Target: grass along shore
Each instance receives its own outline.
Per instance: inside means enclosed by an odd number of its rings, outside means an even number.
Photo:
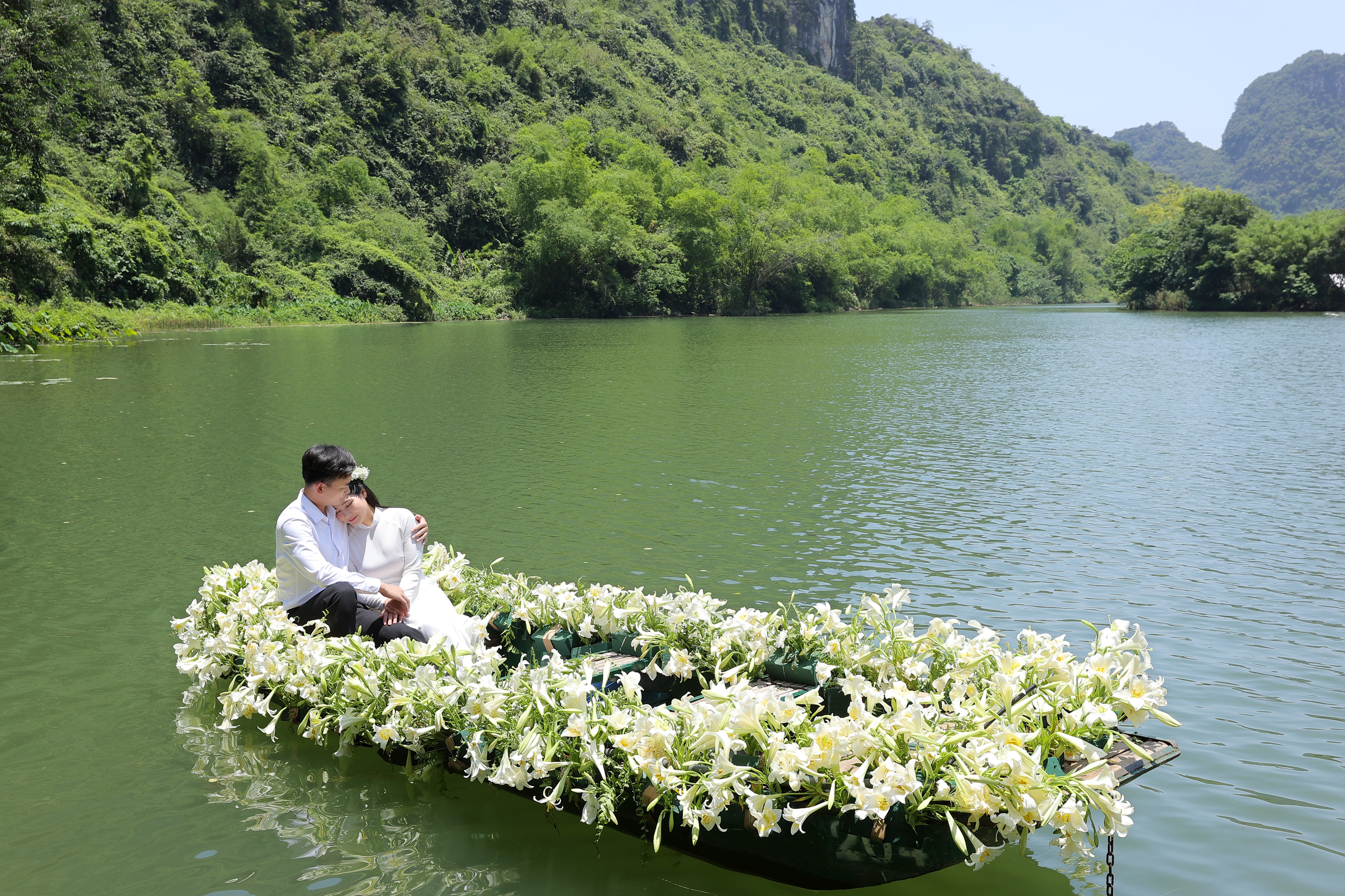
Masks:
[[[436,304],[436,320],[496,320],[522,317],[508,306],[487,308],[468,301]],[[141,308],[109,308],[65,300],[28,305],[0,294],[0,353],[34,351],[38,345],[110,340],[155,330],[284,326],[297,324],[383,324],[405,321],[398,305],[358,300],[284,302],[272,306],[183,305],[156,302]]]

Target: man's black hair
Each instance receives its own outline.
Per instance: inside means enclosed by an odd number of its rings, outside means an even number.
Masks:
[[[339,445],[315,445],[304,451],[304,485],[331,482],[355,472],[355,458]]]

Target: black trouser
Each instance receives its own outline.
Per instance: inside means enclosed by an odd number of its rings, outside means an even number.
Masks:
[[[308,625],[315,619],[324,619],[332,637],[344,634],[367,634],[374,643],[387,643],[397,638],[410,638],[412,641],[425,641],[416,629],[405,622],[385,625],[383,614],[378,610],[362,607],[355,600],[355,586],[348,582],[330,584],[304,603],[289,610],[289,618],[299,625]]]

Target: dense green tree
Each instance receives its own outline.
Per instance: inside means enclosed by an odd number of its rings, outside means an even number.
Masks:
[[[1310,310],[1345,305],[1345,212],[1272,219],[1228,189],[1171,191],[1111,257],[1131,308]]]

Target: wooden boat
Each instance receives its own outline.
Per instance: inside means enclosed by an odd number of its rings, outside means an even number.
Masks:
[[[561,639],[538,634],[535,643],[531,642],[531,638],[521,639],[516,642],[519,649],[506,647],[506,652],[512,654],[512,662],[523,656],[539,660],[553,649],[564,649],[566,656],[574,657],[588,654],[596,668],[612,664],[612,684],[615,684],[619,672],[642,670],[644,699],[651,705],[668,703],[683,696],[698,699],[694,685],[667,676],[647,676],[643,672],[647,661],[633,656],[638,652],[632,650],[628,643],[604,642],[590,646],[570,646],[561,642],[561,647],[558,647],[558,641]],[[617,649],[613,650],[613,646]],[[597,684],[594,680],[594,685]],[[751,688],[785,697],[807,693],[815,685],[763,678],[752,682]],[[822,696],[827,712],[842,715],[847,709],[849,697],[845,697],[838,688],[822,688]],[[292,715],[295,721],[300,717],[301,712]],[[1120,785],[1171,762],[1181,754],[1178,746],[1170,740],[1132,733],[1127,736],[1141,744],[1151,758],[1145,759],[1124,747],[1111,750],[1107,754],[1107,763]],[[445,740],[445,750],[426,756],[413,756],[405,748],[381,755],[395,764],[429,760],[440,762],[453,771],[463,771],[467,767],[461,744],[453,737]],[[742,759],[752,760],[749,756]],[[1056,771],[1057,767],[1056,762],[1052,760],[1048,764],[1048,771]],[[1060,767],[1060,771],[1071,771],[1069,764]],[[503,787],[499,790],[527,799],[535,799],[541,794],[537,787],[526,790]],[[647,805],[654,795],[652,790],[646,790],[644,803]],[[566,805],[562,811],[580,814],[580,809],[570,805]],[[616,814],[616,830],[642,840],[652,840],[656,817],[646,813],[633,798],[625,805],[617,806]],[[967,819],[962,818],[962,821]],[[740,803],[725,810],[721,815],[721,827],[722,830],[702,830],[697,842],[693,844],[691,830],[675,823],[672,830],[664,829],[660,845],[729,870],[756,875],[807,889],[876,887],[942,870],[966,858],[947,825],[912,827],[898,810],[889,813],[884,821],[858,819],[854,811],[822,810],[815,813],[804,825],[804,830],[798,834],[779,833],[760,837],[752,826],[746,807]],[[989,822],[976,829],[976,836],[987,846],[1001,845],[998,832]]]

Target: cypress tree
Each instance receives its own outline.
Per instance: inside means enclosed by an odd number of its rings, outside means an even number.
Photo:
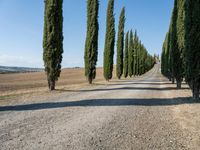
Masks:
[[[181,88],[183,79],[184,14],[182,7],[181,0],[175,0],[172,14],[171,50],[173,76],[176,78],[178,89]]]
[[[106,38],[104,48],[104,78],[109,81],[112,79],[113,55],[115,46],[115,18],[114,18],[114,0],[109,0],[106,18]]]
[[[125,24],[125,8],[123,7],[119,18],[118,40],[117,40],[116,75],[118,79],[120,79],[123,74],[124,24]]]
[[[63,53],[63,0],[45,0],[43,60],[48,87],[55,90]]]
[[[137,49],[138,49],[138,36],[137,31],[134,34],[134,46],[133,46],[133,75],[137,75]]]
[[[142,42],[139,42],[138,45],[138,75],[141,75],[141,49],[142,49]]]
[[[85,41],[85,76],[91,84],[96,77],[98,57],[98,0],[87,1],[87,36]]]
[[[178,52],[178,44],[177,44],[177,15],[178,15],[178,6],[177,0],[174,1],[174,9],[172,13],[172,25],[171,25],[171,63],[172,63],[172,74],[174,78],[178,79],[180,68],[180,55]],[[178,88],[178,87],[177,87]]]
[[[193,98],[200,93],[200,0],[186,0],[185,11],[185,78],[192,89]]]
[[[133,75],[133,32],[130,32],[129,50],[128,50],[128,74],[130,77]]]
[[[128,44],[129,44],[129,32],[126,33],[125,39],[125,54],[124,54],[124,77],[128,76]]]

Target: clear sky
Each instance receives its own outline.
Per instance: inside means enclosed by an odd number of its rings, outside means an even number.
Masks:
[[[108,0],[99,0],[98,66],[102,66]],[[173,0],[115,0],[115,24],[126,8],[125,31],[137,29],[150,54],[160,54]],[[83,67],[86,0],[64,0],[63,67]],[[0,65],[43,67],[43,0],[0,0]],[[117,37],[117,35],[116,35]],[[116,51],[115,51],[116,54]]]

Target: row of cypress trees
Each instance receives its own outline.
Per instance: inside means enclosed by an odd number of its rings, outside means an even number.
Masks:
[[[125,39],[125,57],[124,57],[124,77],[140,76],[149,71],[155,64],[155,58],[152,57],[135,31],[126,33]]]
[[[50,90],[55,90],[55,83],[61,73],[63,53],[63,0],[44,0],[44,34],[43,34],[43,60]],[[87,0],[87,35],[85,41],[85,76],[91,84],[96,77],[96,64],[98,58],[98,11],[99,0]],[[117,38],[117,64],[116,74],[120,79],[124,77],[141,75],[151,69],[154,59],[148,54],[146,48],[135,32],[126,34],[124,44],[125,8],[122,8]],[[125,47],[125,54],[124,54]],[[104,48],[104,78],[109,81],[113,76],[113,56],[115,48],[115,18],[114,0],[109,0],[106,18],[106,36]]]
[[[200,93],[200,0],[175,0],[169,31],[163,44],[161,71],[181,88],[183,79]]]
[[[87,37],[85,44],[85,75],[89,83],[95,79],[96,62],[97,62],[97,44],[98,44],[98,0],[87,1]],[[144,74],[151,69],[155,63],[154,58],[148,54],[144,45],[139,41],[137,33],[130,31],[126,34],[124,42],[125,28],[125,8],[120,13],[117,37],[117,60],[116,76],[120,79],[124,73],[126,78]],[[115,48],[115,18],[114,18],[114,0],[108,1],[106,17],[106,35],[104,47],[104,78],[109,81],[113,77],[113,57]],[[125,49],[125,50],[124,50]],[[125,54],[124,54],[125,51]],[[90,75],[92,74],[93,75]]]

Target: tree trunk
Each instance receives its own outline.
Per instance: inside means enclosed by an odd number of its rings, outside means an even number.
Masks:
[[[175,80],[174,80],[174,77],[172,77],[172,84],[174,84],[175,83]]]
[[[198,86],[193,85],[192,94],[193,94],[194,100],[199,100],[199,88],[198,88]]]
[[[92,84],[92,78],[88,77],[89,84]]]
[[[53,91],[55,90],[55,81],[49,81],[49,90],[50,91]]]
[[[181,80],[177,80],[176,87],[177,89],[181,89]]]

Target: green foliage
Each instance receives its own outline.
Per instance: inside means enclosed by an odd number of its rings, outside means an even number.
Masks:
[[[63,53],[63,0],[45,0],[43,60],[50,90],[61,72]]]
[[[123,74],[124,24],[125,24],[125,8],[123,7],[119,18],[118,40],[117,40],[116,75],[118,79],[120,79]]]
[[[98,0],[87,1],[87,36],[85,41],[85,76],[91,84],[96,77],[96,63],[98,57]]]
[[[134,46],[133,46],[133,75],[139,75],[138,74],[138,59],[139,59],[139,56],[138,56],[138,51],[139,51],[139,38],[138,38],[138,35],[137,35],[137,31],[135,31],[135,34],[134,34]]]
[[[128,76],[128,44],[129,44],[129,32],[126,33],[125,39],[125,54],[124,54],[124,77],[127,78]]]
[[[185,78],[193,98],[199,99],[200,92],[200,0],[186,0],[185,13]]]
[[[104,48],[104,78],[108,81],[112,79],[113,55],[115,46],[115,18],[114,18],[114,0],[109,0],[106,18],[106,38]]]
[[[130,77],[133,75],[133,32],[130,32],[129,50],[128,50],[128,74]]]

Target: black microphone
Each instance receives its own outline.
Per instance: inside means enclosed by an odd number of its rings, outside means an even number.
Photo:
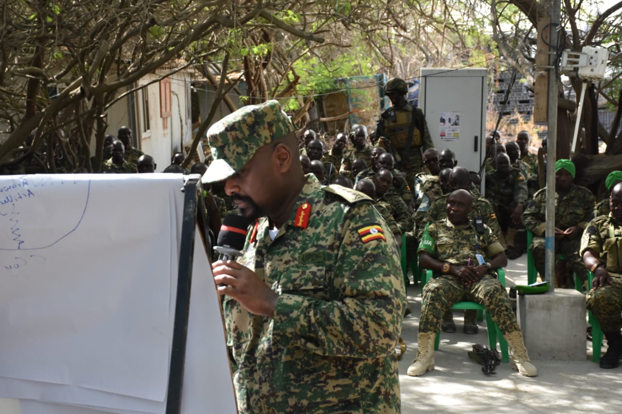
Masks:
[[[225,218],[218,233],[218,246],[214,250],[220,254],[218,260],[231,260],[242,255],[250,221],[243,216],[229,214]]]

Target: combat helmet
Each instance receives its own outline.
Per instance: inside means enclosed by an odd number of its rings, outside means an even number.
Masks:
[[[399,78],[391,78],[388,80],[384,85],[384,93],[389,94],[391,92],[408,93],[408,85],[406,81]]]

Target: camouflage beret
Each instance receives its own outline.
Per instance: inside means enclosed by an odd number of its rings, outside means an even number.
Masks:
[[[239,172],[257,150],[294,131],[277,101],[248,105],[216,122],[207,131],[214,160],[203,183],[225,180]]]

--- Work to do ---
Print the records above unchanged, starting at the line containing "Target: black microphone" and running through the end of the records, both included. Leave the picture out of your answer.

--- Final answer ---
Target: black microphone
Each instance receives its own outline.
Per instance: inside means enclosed by an odd number of its rings, outside means an even number.
Photo:
Masks:
[[[225,218],[218,233],[218,246],[214,250],[220,254],[218,260],[231,260],[242,255],[250,221],[243,216],[229,214]]]

Target: combat helmet
Each instance receives its own outline.
Per instance: inside means enclosed by an odd number of its rings, outside means an even number.
Masks:
[[[399,78],[391,78],[388,80],[384,85],[384,93],[389,94],[391,92],[408,93],[408,85],[406,81]]]

Target: camouflage beret
Each instance receives its own outline.
Per instance: inside means enclosed by an odd number of its rings, outside means an even number.
Masks:
[[[239,172],[257,150],[294,131],[277,101],[248,105],[216,122],[207,131],[214,160],[203,183],[225,180]]]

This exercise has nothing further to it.